In the listing beneath this line, copy exactly the lines starting with the one containing "Target: autumn tree" and going on through the one containing "Mark one point per instance of the orange autumn".

Supplied data
Segment Open

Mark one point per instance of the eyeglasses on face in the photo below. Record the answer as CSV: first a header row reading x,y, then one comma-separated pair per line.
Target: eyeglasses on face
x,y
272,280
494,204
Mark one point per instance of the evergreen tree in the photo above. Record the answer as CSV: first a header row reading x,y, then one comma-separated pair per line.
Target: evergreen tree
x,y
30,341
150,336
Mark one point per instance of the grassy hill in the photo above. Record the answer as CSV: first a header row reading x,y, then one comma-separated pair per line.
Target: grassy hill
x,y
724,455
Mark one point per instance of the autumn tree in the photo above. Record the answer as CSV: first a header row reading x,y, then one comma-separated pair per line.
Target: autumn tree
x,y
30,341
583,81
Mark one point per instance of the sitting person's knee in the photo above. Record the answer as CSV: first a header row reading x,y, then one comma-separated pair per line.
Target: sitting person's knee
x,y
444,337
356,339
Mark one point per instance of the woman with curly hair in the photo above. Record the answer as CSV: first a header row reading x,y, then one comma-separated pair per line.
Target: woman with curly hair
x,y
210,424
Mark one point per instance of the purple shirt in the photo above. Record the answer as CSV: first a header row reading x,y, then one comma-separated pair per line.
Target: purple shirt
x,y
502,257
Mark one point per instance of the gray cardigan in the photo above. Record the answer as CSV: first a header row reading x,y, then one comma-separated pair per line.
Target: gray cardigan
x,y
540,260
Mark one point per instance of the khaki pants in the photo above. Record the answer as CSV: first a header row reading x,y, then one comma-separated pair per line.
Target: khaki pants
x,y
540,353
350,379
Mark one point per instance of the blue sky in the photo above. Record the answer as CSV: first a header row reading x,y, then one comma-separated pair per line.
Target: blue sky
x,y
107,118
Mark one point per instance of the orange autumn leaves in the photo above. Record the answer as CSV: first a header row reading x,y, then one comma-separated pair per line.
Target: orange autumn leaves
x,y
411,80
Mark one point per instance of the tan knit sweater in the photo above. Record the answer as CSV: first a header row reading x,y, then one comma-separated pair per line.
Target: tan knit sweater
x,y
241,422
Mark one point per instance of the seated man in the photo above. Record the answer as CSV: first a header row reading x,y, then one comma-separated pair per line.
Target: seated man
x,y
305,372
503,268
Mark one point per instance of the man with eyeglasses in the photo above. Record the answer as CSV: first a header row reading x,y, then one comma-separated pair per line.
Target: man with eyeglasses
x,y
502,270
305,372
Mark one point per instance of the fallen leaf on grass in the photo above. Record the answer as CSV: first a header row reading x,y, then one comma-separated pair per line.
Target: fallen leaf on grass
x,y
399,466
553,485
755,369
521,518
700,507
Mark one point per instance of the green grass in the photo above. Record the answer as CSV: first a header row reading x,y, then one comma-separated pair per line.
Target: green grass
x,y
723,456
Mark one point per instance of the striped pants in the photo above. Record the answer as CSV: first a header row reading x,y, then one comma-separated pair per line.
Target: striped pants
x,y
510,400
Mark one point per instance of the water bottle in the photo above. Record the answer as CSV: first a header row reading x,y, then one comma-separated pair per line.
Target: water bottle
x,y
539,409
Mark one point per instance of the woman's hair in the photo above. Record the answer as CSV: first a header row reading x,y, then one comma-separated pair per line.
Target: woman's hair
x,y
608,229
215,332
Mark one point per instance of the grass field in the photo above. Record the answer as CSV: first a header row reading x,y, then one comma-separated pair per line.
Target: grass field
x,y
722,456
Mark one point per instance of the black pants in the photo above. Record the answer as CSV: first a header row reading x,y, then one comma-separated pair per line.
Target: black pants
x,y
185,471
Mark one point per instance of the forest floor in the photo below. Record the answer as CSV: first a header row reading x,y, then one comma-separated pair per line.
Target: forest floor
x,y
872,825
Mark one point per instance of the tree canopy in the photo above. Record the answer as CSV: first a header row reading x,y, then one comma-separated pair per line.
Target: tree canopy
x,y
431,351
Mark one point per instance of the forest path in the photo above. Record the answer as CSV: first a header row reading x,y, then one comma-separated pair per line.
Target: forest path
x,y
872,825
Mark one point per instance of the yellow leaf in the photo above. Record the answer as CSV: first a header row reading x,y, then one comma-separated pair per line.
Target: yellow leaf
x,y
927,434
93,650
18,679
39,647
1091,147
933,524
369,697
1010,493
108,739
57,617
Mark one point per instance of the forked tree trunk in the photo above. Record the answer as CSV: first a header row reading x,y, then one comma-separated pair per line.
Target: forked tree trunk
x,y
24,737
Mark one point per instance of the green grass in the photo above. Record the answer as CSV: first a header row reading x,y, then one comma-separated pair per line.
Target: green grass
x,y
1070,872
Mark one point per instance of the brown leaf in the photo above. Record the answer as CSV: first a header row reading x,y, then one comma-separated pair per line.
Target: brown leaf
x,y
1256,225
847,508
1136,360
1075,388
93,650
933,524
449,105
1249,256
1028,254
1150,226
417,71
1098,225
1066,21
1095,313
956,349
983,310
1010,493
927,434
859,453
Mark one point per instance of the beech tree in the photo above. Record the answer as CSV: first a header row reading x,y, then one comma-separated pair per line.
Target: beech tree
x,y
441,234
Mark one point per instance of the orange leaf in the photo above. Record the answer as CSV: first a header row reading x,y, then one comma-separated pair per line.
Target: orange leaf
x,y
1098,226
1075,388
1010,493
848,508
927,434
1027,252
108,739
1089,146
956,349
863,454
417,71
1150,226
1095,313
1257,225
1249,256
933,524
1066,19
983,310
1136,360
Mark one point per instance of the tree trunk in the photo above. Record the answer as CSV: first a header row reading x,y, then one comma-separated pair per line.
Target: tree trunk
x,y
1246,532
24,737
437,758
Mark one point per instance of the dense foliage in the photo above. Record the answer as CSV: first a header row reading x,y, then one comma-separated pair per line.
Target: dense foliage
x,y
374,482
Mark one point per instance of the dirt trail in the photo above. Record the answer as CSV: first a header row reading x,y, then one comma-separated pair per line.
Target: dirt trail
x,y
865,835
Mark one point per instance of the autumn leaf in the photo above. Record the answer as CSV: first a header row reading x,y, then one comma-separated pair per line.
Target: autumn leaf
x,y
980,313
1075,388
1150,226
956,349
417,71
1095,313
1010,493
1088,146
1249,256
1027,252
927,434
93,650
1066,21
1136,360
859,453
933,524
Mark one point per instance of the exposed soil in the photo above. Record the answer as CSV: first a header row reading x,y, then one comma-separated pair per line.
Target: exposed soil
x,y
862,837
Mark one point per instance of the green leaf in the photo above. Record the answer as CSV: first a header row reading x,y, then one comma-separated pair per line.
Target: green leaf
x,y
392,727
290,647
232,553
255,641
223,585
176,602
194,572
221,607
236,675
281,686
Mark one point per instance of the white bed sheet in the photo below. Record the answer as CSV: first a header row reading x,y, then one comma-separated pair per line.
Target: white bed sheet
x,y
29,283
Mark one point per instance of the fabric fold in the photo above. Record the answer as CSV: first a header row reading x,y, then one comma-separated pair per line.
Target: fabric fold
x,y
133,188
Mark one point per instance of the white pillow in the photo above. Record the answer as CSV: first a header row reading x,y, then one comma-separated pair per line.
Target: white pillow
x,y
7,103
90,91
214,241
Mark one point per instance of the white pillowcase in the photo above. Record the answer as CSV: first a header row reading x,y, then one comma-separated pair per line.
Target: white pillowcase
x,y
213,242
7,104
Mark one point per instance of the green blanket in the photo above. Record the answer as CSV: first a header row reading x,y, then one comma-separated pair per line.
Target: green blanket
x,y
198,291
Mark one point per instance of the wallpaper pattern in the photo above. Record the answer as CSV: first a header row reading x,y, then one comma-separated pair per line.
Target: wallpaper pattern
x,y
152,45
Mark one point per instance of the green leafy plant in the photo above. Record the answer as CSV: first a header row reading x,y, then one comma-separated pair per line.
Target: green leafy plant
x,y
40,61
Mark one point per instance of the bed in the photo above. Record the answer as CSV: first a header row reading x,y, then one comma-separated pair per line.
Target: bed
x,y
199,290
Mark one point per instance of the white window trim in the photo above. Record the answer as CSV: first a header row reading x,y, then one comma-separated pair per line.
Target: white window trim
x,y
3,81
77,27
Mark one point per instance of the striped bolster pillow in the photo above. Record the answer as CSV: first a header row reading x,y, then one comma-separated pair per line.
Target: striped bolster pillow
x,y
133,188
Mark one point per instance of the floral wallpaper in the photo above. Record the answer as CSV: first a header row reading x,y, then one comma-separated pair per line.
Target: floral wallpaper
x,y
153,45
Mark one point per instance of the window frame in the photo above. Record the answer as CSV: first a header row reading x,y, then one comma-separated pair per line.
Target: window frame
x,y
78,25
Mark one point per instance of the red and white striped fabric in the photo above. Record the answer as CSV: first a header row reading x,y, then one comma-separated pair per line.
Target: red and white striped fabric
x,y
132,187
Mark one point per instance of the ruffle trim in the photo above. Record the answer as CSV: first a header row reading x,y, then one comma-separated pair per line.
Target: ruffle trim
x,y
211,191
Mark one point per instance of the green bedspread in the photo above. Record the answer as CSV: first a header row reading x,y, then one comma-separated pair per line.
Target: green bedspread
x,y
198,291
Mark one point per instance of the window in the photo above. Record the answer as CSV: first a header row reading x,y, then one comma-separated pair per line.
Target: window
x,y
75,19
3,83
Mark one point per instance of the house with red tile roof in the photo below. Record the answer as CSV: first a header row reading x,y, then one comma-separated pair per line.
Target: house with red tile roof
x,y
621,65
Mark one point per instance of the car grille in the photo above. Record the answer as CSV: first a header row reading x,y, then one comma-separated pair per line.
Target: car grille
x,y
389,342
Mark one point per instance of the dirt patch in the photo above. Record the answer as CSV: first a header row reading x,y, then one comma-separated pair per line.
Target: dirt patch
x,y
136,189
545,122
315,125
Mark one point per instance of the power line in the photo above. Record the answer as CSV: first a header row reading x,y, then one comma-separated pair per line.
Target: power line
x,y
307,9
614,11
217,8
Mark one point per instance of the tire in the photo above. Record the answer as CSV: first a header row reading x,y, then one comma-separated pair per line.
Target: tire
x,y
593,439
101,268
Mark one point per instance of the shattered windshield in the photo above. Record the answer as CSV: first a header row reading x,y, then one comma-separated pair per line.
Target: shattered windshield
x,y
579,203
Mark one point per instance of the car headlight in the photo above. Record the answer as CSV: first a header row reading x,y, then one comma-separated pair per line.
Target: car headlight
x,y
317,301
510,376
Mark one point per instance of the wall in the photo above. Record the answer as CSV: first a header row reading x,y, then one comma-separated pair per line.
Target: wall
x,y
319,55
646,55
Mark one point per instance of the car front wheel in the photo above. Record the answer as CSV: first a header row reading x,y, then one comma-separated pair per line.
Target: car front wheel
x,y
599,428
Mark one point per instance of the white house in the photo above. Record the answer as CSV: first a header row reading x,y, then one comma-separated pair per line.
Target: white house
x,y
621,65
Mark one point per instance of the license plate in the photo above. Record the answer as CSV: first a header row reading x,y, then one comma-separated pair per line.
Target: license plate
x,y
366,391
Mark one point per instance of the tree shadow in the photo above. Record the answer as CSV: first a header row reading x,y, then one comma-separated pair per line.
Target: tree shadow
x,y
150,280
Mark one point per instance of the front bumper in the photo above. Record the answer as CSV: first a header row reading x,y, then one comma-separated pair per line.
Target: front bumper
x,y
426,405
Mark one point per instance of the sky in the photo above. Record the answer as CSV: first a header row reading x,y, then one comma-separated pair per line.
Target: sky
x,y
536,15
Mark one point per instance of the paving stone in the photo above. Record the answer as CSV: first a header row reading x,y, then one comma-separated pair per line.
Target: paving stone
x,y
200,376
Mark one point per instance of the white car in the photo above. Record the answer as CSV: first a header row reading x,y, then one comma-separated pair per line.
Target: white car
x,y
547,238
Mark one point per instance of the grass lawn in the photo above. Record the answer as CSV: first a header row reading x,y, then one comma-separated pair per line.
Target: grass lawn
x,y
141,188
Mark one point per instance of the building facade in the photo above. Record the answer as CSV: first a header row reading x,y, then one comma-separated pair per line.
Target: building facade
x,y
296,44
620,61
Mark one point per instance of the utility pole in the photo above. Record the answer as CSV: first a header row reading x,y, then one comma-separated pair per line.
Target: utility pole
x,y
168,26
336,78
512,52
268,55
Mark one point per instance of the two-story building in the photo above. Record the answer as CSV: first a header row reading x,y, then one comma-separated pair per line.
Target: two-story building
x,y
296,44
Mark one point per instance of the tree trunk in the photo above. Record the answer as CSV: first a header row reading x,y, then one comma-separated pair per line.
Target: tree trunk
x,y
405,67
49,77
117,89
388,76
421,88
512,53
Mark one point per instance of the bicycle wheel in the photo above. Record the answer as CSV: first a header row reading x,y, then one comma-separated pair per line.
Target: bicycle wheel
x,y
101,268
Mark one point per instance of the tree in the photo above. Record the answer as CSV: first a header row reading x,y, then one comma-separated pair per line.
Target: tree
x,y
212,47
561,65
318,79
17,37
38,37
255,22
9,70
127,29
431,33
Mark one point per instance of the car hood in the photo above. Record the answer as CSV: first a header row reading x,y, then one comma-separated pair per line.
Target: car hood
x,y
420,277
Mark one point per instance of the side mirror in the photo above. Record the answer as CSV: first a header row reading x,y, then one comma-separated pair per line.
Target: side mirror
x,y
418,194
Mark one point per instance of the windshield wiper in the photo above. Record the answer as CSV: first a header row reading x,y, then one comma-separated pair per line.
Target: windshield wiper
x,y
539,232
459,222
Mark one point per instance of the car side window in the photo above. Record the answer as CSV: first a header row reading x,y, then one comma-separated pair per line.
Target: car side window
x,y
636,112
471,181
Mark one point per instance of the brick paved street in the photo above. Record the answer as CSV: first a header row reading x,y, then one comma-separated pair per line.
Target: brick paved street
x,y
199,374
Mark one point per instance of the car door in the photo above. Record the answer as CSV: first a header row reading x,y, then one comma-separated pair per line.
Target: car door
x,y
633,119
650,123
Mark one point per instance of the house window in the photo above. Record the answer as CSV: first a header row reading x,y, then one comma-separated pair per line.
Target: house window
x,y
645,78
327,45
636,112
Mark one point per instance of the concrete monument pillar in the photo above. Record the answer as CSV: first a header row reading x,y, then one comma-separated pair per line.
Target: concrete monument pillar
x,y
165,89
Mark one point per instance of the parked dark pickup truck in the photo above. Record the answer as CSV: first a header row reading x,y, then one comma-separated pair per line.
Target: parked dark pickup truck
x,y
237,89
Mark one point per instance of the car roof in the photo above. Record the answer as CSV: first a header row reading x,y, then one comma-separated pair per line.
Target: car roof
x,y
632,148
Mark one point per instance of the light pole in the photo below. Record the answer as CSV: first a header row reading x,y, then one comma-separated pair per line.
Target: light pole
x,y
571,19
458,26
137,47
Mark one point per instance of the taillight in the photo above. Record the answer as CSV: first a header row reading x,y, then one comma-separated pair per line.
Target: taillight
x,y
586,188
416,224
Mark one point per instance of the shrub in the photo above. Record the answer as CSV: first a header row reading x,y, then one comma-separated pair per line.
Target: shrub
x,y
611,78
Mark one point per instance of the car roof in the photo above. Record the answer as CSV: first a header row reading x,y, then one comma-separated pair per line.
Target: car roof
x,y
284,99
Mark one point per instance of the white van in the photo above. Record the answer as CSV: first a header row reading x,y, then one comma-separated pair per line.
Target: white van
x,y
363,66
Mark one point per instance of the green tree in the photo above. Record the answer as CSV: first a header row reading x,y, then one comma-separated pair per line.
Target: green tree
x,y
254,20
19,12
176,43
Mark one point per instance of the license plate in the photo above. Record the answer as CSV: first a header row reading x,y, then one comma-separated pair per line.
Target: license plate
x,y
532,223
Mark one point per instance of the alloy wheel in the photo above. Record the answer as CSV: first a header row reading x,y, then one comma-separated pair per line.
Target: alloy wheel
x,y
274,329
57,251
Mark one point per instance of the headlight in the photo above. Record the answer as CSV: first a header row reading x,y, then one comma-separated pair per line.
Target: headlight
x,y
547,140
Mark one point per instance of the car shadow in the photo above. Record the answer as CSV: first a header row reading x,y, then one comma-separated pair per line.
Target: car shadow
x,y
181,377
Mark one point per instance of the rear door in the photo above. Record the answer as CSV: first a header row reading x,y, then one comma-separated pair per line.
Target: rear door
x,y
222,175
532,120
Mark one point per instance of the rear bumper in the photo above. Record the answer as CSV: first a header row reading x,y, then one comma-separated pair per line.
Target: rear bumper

Segment Closed

Exercise answer
Target: autumn tree
x,y
30,341
583,81
Mark one point per instance of the sitting person's knee in the photo above. Record the answer as CSV: first a header row reading x,y, then one comma-separated pair per line.
Target: sitting person's knee
x,y
444,337
356,339
Mark one point per instance of the woman with curly hair in the photo above. Record the answer as CSV: first a header row reading x,y, then one comma-separated pair per line.
Target: woman with curly hair
x,y
210,424
Mark one point per instance of the purple shirt in the photo above. Record the answer as CSV: first a header row reading x,y, then one comma-separated pair per line.
Target: purple shirt
x,y
502,257
Mark one point per instance of the gray cardigan in the photo above. Record the answer as CSV: first a header row reading x,y, then one comma-separated pair per line.
Target: gray cardigan
x,y
540,260
Mark one point per instance of the khaki pants in the photo above. Record the answer as CSV: first a header row reading x,y, then one comma-separated pair per line.
Target: khaki pants
x,y
540,353
350,379
Mark one point per instance of the blue sky in the photo above. Record the answer as CSV: first a header row reading x,y, then one comma-separated pair per line.
Target: blue sky
x,y
107,118
Mark one point per instance of the orange autumn leaves in the photo above. Record the answer as CSV: first a header row reading x,y, then one comma-separated pair per line.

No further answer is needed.